--- BEGIN ---

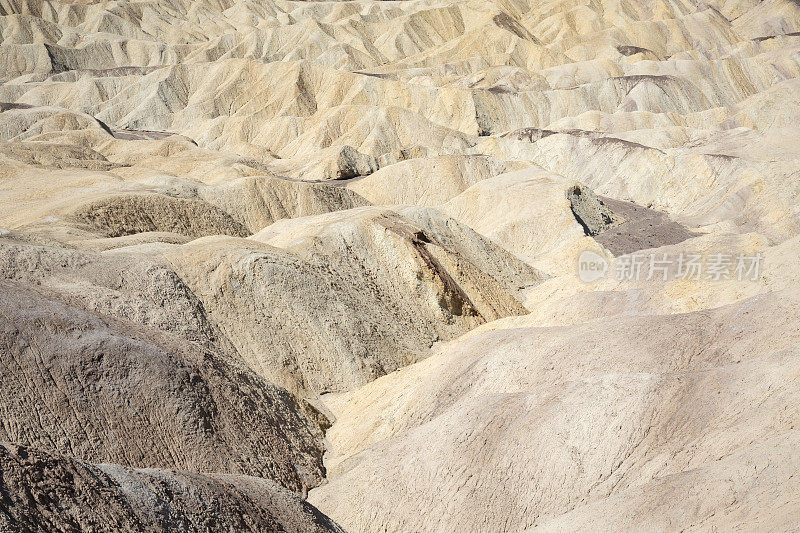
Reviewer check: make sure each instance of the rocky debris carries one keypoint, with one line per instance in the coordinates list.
(52, 155)
(590, 211)
(390, 293)
(350, 163)
(110, 390)
(582, 411)
(117, 216)
(640, 228)
(43, 491)
(190, 260)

--- END ---

Problem to solve
Copy out the material above line for line, keeping the text line, but add 22 to every coordinate in the points. Leave the picture out.

Result for this task
Reviewer check: make sure each instance of the rocky debris carries one keypoint, with one line per instance in the coordinates list.
(74, 177)
(612, 233)
(412, 315)
(372, 185)
(132, 412)
(604, 433)
(139, 238)
(662, 250)
(65, 513)
(212, 282)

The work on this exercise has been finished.